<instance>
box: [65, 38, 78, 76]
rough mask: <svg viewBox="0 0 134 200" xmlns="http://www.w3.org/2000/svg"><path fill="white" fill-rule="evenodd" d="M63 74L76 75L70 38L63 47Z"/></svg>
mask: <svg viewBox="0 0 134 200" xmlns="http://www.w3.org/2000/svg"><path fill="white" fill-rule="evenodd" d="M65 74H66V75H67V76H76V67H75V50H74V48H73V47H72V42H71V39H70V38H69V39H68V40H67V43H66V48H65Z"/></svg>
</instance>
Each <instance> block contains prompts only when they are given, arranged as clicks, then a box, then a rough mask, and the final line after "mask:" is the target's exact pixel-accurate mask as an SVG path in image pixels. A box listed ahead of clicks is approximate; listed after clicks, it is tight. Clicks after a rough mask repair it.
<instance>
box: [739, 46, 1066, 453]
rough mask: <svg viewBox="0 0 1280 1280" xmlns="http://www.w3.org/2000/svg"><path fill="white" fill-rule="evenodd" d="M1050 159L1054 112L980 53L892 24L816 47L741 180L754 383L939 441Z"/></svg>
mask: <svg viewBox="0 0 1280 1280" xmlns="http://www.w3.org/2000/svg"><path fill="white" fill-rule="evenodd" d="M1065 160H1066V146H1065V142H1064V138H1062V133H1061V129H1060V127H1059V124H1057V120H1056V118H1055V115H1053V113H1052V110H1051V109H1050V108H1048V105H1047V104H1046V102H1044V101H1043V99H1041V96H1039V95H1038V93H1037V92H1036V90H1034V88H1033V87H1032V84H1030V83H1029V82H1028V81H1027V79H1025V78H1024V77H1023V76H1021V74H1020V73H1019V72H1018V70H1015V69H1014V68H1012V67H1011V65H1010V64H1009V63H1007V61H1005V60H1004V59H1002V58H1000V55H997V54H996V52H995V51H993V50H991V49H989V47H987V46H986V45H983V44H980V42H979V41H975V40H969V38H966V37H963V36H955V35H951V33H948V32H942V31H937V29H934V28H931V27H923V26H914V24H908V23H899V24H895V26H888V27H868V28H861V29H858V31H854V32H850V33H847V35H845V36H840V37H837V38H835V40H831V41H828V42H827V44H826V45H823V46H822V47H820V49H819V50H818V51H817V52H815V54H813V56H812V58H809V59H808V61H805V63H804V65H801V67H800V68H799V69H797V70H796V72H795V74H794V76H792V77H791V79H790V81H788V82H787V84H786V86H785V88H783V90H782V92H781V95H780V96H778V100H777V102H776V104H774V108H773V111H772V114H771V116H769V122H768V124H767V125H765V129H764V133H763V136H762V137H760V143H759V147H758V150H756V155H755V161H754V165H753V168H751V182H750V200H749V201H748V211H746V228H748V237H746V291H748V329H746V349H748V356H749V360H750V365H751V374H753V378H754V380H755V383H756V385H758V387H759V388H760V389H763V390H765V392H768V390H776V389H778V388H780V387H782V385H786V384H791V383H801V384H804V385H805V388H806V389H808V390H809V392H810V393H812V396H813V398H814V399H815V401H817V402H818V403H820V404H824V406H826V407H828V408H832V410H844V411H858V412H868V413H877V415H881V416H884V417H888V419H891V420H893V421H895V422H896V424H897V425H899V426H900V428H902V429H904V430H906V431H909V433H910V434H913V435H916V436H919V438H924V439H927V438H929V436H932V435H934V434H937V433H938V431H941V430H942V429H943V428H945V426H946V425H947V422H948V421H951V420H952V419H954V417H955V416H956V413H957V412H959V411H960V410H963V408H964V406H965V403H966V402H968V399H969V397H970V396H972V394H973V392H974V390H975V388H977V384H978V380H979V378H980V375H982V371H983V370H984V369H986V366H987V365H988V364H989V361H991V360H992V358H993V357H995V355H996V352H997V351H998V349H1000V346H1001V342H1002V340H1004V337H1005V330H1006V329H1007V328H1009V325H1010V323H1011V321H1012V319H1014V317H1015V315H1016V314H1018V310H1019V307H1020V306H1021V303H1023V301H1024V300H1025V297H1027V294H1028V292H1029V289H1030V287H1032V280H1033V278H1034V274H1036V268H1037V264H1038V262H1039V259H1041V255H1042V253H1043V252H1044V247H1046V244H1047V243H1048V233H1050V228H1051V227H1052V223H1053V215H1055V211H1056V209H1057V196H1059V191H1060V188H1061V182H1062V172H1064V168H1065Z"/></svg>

> **Problem**:
Retype the material above in full, exactly.

> **Response to this task**:
<instance>
box: [65, 38, 78, 76]
rough mask: <svg viewBox="0 0 134 200" xmlns="http://www.w3.org/2000/svg"><path fill="white" fill-rule="evenodd" d="M63 74L76 75L70 38L63 47Z"/></svg>
mask: <svg viewBox="0 0 134 200" xmlns="http://www.w3.org/2000/svg"><path fill="white" fill-rule="evenodd" d="M65 74H66V75H67V76H76V67H75V50H74V48H73V47H72V42H71V39H70V38H69V39H68V40H67V43H66V48H65Z"/></svg>
</instance>
Each <instance> block contains prompts only when they are given, arranged as clicks, then a box, then a rough mask, and the final line after "mask:" is the target's exact pixel-accurate mask as an SVG path in image pixels. A box listed ahead of clicks is approximate; listed after clicks, it is tight. Clicks after a rough mask repair it.
<instance>
box: [739, 46, 1066, 453]
rough mask: <svg viewBox="0 0 1280 1280" xmlns="http://www.w3.org/2000/svg"><path fill="white" fill-rule="evenodd" d="M1050 159L1054 112L980 53L892 24L816 47L741 180L754 383L939 441Z"/></svg>
mask: <svg viewBox="0 0 1280 1280" xmlns="http://www.w3.org/2000/svg"><path fill="white" fill-rule="evenodd" d="M1065 160H1066V146H1065V142H1064V138H1062V133H1061V129H1060V127H1059V124H1057V120H1056V118H1055V115H1053V113H1052V110H1051V109H1050V108H1048V105H1047V104H1046V102H1044V101H1043V99H1041V96H1039V95H1038V93H1037V92H1036V90H1034V88H1033V87H1032V84H1030V83H1029V82H1028V81H1027V79H1025V78H1024V77H1023V76H1021V74H1020V73H1019V72H1018V70H1015V69H1014V68H1012V67H1011V65H1010V64H1009V63H1007V61H1005V60H1004V59H1002V58H1000V55H997V54H996V52H995V51H993V50H991V49H989V47H987V46H986V45H983V44H980V42H979V41H975V40H969V38H966V37H963V36H955V35H951V33H948V32H942V31H937V29H934V28H931V27H923V26H914V24H908V23H899V24H895V26H888V27H868V28H861V29H858V31H854V32H850V33H847V35H845V36H840V37H837V38H835V40H831V41H828V42H827V44H826V45H823V46H822V47H820V49H819V50H818V51H817V52H815V54H813V56H812V58H809V59H808V61H805V63H804V65H801V67H800V68H799V69H797V70H796V72H795V74H794V76H792V77H791V79H790V81H788V82H787V84H786V86H785V88H783V90H782V92H781V95H780V96H778V100H777V102H776V104H774V108H773V111H772V114H771V116H769V122H768V124H767V125H765V129H764V133H763V136H762V137H760V143H759V147H758V150H756V155H755V161H754V165H753V168H751V182H750V200H749V201H748V211H746V228H748V237H746V291H748V329H746V349H748V356H749V360H750V365H751V374H753V378H754V380H755V383H756V385H758V387H759V388H760V389H763V390H765V392H768V390H776V389H778V388H780V387H782V385H786V384H791V383H801V384H804V385H805V388H806V389H808V390H809V392H810V393H812V396H813V398H814V399H815V401H817V402H818V403H820V404H824V406H826V407H828V408H832V410H844V411H858V412H868V413H877V415H881V416H884V417H888V419H891V420H893V421H895V422H896V424H897V425H899V426H900V428H902V429H904V430H906V431H909V433H910V434H913V435H916V436H919V438H924V439H927V438H929V436H932V435H934V434H937V433H938V431H941V430H942V429H943V428H945V426H946V425H947V422H948V421H951V420H952V419H954V417H955V416H956V413H957V412H959V411H960V410H963V408H964V406H965V403H966V402H968V399H969V397H970V396H972V394H973V392H974V390H975V388H977V384H978V380H979V378H980V375H982V371H983V370H984V369H986V366H987V365H988V364H989V361H991V360H992V358H993V357H995V355H996V352H997V351H998V349H1000V346H1001V342H1002V340H1004V337H1005V330H1006V329H1007V328H1009V325H1010V323H1011V321H1012V319H1014V317H1015V315H1016V314H1018V310H1019V307H1020V306H1021V303H1023V301H1024V300H1025V297H1027V294H1028V292H1029V289H1030V287H1032V280H1033V278H1034V274H1036V268H1037V264H1038V262H1039V259H1041V255H1042V253H1043V252H1044V247H1046V244H1047V243H1048V233H1050V228H1051V227H1052V223H1053V215H1055V211H1056V209H1057V196H1059V191H1060V188H1061V182H1062V172H1064V168H1065Z"/></svg>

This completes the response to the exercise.